* start Exercise data *

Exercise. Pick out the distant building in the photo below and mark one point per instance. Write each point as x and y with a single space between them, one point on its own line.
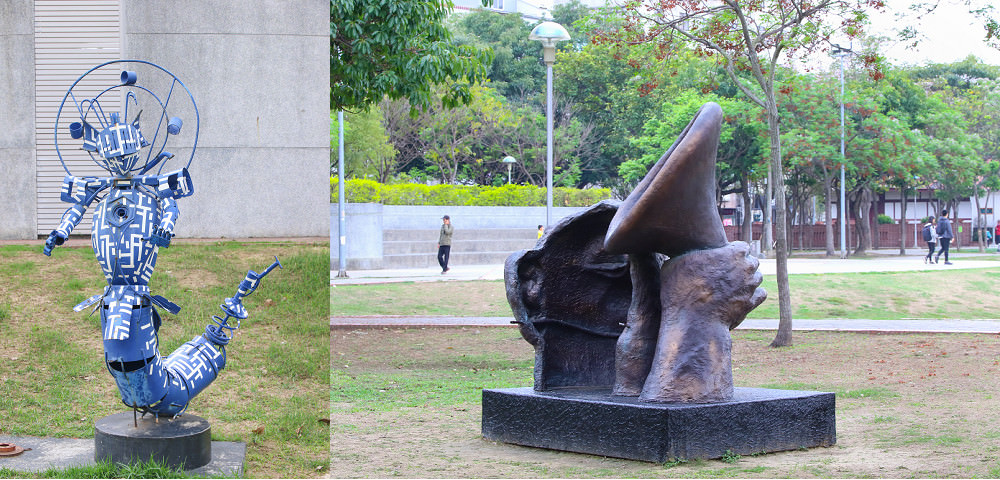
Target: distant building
530 10
259 72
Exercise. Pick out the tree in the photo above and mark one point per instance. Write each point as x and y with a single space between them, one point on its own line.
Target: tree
750 37
811 137
367 150
397 48
515 72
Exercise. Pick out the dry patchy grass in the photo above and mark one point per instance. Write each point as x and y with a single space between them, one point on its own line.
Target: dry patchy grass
53 381
919 405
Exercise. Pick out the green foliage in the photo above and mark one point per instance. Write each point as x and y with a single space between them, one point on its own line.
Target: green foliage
367 150
515 71
730 457
397 48
368 191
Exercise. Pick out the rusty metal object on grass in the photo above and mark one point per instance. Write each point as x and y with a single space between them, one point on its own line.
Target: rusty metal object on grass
10 450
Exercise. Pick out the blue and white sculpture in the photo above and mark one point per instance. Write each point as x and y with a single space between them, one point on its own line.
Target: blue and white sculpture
134 215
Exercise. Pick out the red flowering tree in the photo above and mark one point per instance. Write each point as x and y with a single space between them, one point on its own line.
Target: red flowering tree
749 38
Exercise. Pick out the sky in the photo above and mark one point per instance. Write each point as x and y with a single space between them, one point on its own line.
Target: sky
951 35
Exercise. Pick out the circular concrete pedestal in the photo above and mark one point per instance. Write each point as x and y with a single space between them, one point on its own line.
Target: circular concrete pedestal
185 441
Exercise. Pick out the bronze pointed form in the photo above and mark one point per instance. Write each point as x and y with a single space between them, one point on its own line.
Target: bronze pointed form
673 209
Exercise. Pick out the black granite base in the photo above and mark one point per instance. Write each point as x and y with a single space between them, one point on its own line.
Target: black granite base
185 441
757 420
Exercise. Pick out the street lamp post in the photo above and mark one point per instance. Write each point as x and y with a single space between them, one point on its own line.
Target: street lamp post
549 33
341 206
510 161
841 53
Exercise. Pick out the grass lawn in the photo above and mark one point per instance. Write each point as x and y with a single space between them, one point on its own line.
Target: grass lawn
272 394
963 294
406 403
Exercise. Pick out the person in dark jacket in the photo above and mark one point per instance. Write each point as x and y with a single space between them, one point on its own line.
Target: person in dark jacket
444 243
945 234
930 236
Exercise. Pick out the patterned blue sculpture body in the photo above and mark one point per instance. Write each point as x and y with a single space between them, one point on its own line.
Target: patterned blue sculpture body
134 215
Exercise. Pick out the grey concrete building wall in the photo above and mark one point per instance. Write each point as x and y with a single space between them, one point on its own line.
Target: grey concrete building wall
17 113
259 71
363 246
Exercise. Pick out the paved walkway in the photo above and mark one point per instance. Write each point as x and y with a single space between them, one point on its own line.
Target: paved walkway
880 262
842 325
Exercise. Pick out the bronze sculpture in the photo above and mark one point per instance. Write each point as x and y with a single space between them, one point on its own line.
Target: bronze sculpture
629 307
640 297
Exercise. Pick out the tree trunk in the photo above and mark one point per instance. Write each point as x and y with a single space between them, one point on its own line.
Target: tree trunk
902 222
861 210
766 239
784 336
828 224
978 225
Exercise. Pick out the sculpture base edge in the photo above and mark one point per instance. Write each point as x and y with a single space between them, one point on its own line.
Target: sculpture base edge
592 421
185 441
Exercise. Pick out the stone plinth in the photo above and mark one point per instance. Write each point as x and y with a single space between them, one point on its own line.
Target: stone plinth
594 422
185 441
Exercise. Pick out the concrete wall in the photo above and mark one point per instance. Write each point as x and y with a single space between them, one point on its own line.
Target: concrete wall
404 217
17 113
363 240
367 224
259 72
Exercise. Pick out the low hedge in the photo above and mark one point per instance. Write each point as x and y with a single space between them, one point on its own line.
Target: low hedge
370 191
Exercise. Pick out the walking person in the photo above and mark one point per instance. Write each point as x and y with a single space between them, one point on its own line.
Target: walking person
930 236
444 243
945 234
996 236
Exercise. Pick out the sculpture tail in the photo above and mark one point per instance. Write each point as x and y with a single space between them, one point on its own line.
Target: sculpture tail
165 386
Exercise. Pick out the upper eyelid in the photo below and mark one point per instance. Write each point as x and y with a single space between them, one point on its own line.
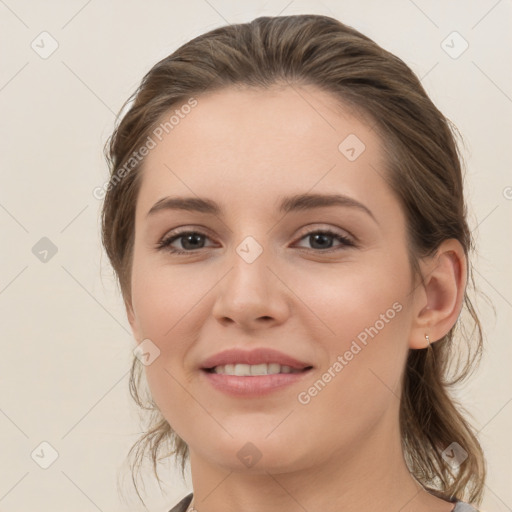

* end Exercise data *

- [Problem description] Write out every line of the entries above exactly as it appears, from the first line to the last, and omit the pictures.

- [Response to the exercise]
Exercise. Pick out the distant building in the photo below and mark one point per instance. Write each point as x and y with a single space between them, one point on its own line.
Target: distant building
530 10
259 72
Exercise. Pick out the tree in the photo above and mark one point per instance. Write each point as x and y with a single space between them, one point on its own line.
Target: tree
750 37
811 137
367 150
397 48
515 72
Exercise. Pick out the dry patchy grass in the photo above and mark one point per instance. Write each point as x and y with a single space between them, one point on its own line.
Target: dry patchy grass
53 381
919 405
Exercise. Pick out the green foliage in the photo above and mark one point per instance. Write each point as x and y with a single space between them, one point on its own line.
Target: green foliage
367 150
515 71
730 457
397 48
368 191
Exercise. Pick out the rusty metal object on grass in the photo above and mark one point per instance. Write each point as x and y with a single space between them, one point on its own line.
Target: rusty metal object on grass
10 450
Exercise. Pick out the blue and white sculpture in the photo above and mark one point per instance. Write each point as x and y with a single space between them, one point on its own line.
Target: blue and white sculpture
134 215
Exercise. Pick out the red flowering tree in the photo above and mark one point per instance. Write each point as x and y with a single space between them, one point on its own line.
Target: red flowering tree
749 38
Exercise. Pick out the sky in the photo above and mark one point per instance. Write each point as x and y with a single space between them, one point on its own line.
Target: sky
951 35
Exercise. Pick out the circular concrete pedestal in the photo above and mark one point per instance. Write each point as x and y with a single space between them, one point on its own line.
Target: circular concrete pedestal
185 441
Exercise. Pick out the bronze pointed form in the photo above and mark one point per instance. Write each point as x and y with a single space between them, one point on its own line.
Target: bronze pointed form
673 209
Exercise. Pick out the black granite base in the photo above and mark one point per instance. Write each point as x and y with a single space between them, one point on its own line.
Target: black granite base
185 441
757 420
Exercise. Pick out the street lamp post in the photo above and mark one point per instance. Write each point as x and y with a single space between them, one point on its own line.
Target: street lamp post
549 33
341 206
510 161
841 53
Exercise. Pick out the grass lawn in the photo above and mark one point per instance. Write each point as x and y with a single space between them, one point on its own line.
Target: grass lawn
272 394
963 294
406 403
Exercise. Pick out the person in dark jacket in the photo above and mark one point per instance. Write each point as x and y with a single space between them, one point on its own line.
Target: person in dark jacket
444 243
945 234
930 236
Exercise. Pick out the patterned blue sculpture body in the photo above and mark one point per instance. Write each point as x and y with a single space between them, one point on its own line.
Target: patterned blue sculpture body
134 215
Exercise. Pick out the grey concrete building wall in the photo above and mark one point per instance. Write each point as x and y with a single space between them, one point on its own line.
Target: grey concrete building wall
17 113
259 71
363 246
Exercise. Pick out the paved walkway in the photo above and mark one point per instance. Write each point as x and y with a single space between them, one point on its own line.
Target: paved walkway
880 262
842 325
Exercise. Pick out the bronze sculpture in the photo above and mark one point per instance. Write each point as x and y with a single space between them, one point on its own line.
Target: bronze sculpture
629 307
640 297
Exercise. Pick out the tree trunk in the photo above and mark one point per instance. Write each point as x and y with a single space between them, one point on its own line.
Target: tree trunk
902 222
861 210
766 239
784 336
828 224
978 225
Exercise. Pick out the sculpture base edge in the photo above and mark one point per instance. Write each point as x and y with a single space between them, one point on its own line.
Target: sculpture base edge
592 421
185 441
Exercise. Pick out the stone plinth in the photo above and mark one point per instance. Write each point as x and y with a single space between them, one point on its own line.
Target: stone plinth
594 422
185 441
Exercise. Pick out the concrete wall in the photo above and mark one point per instance. Write each point as x and y with a single space between them, one point on its own line.
Target: concrete wall
404 217
17 113
363 240
367 224
259 72
Exercise. Pick out the low hedge in the photo above and mark one point per instance. Write each point as x and y with a single space between them, one point on its own line.
Target: low hedge
370 191
Exercise. Pick out the walking person in the photo above and mark one point per instance. Write each point as x and y with a single space between them, one point on its own line.
Target: walking person
930 236
444 243
945 234
996 236
Exercise. Pick out the sculpture tail in the photo above and mark one point per instance. Write each point as x and y with a single space between them, one point on its own line.
Target: sculpture tail
165 386
Exercise. Pick out the upper eyelid in the photo below and mark one point per instance. Write each point as x and y with a single space between them, one point on its own line.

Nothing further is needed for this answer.